*How to complete this task*:
Report how many lines in the records hold the string "instance"; give the number and nothing else.

++++ Provided records ++++

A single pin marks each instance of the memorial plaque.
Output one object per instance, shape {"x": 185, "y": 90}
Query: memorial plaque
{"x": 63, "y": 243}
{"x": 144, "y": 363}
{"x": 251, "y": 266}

++++

*Response to this task*:
2